# Série d'exercices
**a)** Renommez "profs" en "enseignants" dans le passage du fil de commentaires qui va de "Ceci dit, j'ai" jusqu'à "toute autre carrière.", puis recopiez ce passage modifié.
**b)** Résumez le fil de commentaires en deux phrases.
**c)** Poursuivez le fil de commentaires sur ce roman à partir de son dernier message.

Ceci dit, j'ai vu des profs ne vraiment pas stresser alors qu'ils auraient du vu l'état de leur classe et de leur cours. Au final, tout est question de conscience professionnelle.

@ choupynette : je crois qu'elle n'a pas eu trop le choix en fait. J'ai cru comprendre qu'elle aurait préférer changer de poste, d'autant que tous ces collègues s'étaient reconnus. Et puis, ça ne doit pas être les quelques royalties de ce livre qui vont suffire à la nourrir. Et il faut une sacrée remise en question pour se lancer dans une toute autre carrière.
Alex Mot-à-Mots a dit…
Il en existe tant d'autres, en effet, de ces romans sur la fonction publique. Ce n'est pourtant pas pour autant qu'elle bouge...
bruns a dit…
Je l'ai pas encore lu, mais on a déjà évoqué de vive voix ce sujet, et je trouve ton analyse très juste, ....Privé-Public pas de différence pour moi, y a des planqués chez l'un comme chez l'autre....bizz
Davalian a dit…
PetiteFleur, je découvre ta critique grâce à Babelio et partage ton point de vue.

Je conseille à tous les postulants (oraux d'entrée) que je forme de lire les dix premières pages : elles sont criantes d'actualité. Lisez et vous saurez !

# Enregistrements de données
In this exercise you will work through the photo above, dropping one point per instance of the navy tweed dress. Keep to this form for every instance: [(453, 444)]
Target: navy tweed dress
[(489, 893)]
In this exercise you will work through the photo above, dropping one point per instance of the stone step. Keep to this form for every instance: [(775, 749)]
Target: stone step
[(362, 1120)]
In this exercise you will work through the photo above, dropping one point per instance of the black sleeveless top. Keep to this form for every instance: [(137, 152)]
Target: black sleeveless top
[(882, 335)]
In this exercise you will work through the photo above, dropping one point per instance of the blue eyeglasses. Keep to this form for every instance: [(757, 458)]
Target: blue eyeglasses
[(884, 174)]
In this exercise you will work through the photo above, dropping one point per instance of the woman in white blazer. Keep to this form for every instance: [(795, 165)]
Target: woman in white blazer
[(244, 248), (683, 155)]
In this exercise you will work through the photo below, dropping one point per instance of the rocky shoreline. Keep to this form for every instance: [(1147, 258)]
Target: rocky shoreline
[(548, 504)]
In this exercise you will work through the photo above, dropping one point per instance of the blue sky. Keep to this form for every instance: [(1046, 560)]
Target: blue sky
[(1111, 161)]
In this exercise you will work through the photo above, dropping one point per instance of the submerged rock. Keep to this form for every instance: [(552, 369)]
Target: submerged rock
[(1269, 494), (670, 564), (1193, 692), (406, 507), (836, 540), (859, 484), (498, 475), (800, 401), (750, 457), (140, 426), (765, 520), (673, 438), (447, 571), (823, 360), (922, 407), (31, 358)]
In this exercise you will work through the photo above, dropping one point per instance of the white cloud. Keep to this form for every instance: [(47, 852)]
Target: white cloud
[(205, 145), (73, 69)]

# Réponses par exercice
**a)**
Ceci dit, j'ai vu des enseignants ne vraiment pas stresser alors qu'ils auraient du vu l'état de leur classe et de leur cours. Au final, tout est question de conscience professionnelle.

@ choupynette : je crois qu'elle n'a pas eu trop le choix en fait. J'ai cru comprendre qu'elle aurait préférer changer de poste, d'autant que tous ces collègues s'étaient reconnus. Et puis, ça ne doit pas être les quelques royalties de ce livre qui vont suffire à la nourrir. Et il faut une sacrée remise en question pour se lancer dans une toute autre carrière.

**b)** Dans ce fil de commentaires, on lit que tout est question de conscience professionnelle chez les profs, et que la personne évoquée aurait préféré changer de poste mais n'a guère eu le choix. D'autres intervenants notent qu'il existe bien d'autres romans sur la fonction publique, estiment qu'il y a des planqués dans le privé comme dans le public, ou conseillent de lire les dix premières pages, jugées criantes d'actualité.

**c)**
Le reste se révèle hautement décevant : un concentré de clichés. Il faut remarquer que plusieurs sont amusants même si le niveau ne vole pas très haut. L'auteure quant à elle est digne d'une énarque (moi je...).

Nous sommes a des années-lumières de la réflexion relative au devoir de réserve, dommage !
Pour l'actu : l'auteure a récemment (hier) vu sa condamnation confirmée (amende et exclusion temporaire). Elle a également écrit un autre ouvrage : Ta carrière est terminée que je vais bientôt lire...

Dans le même registre je conseillerai plutôt Messieurs les Ronds de Cuir de Georges Courteline ou en plus difficile Les employés de Balzac. Il s'agit de références bien plus stimulantes intellectuellement.

Bonnes lectures !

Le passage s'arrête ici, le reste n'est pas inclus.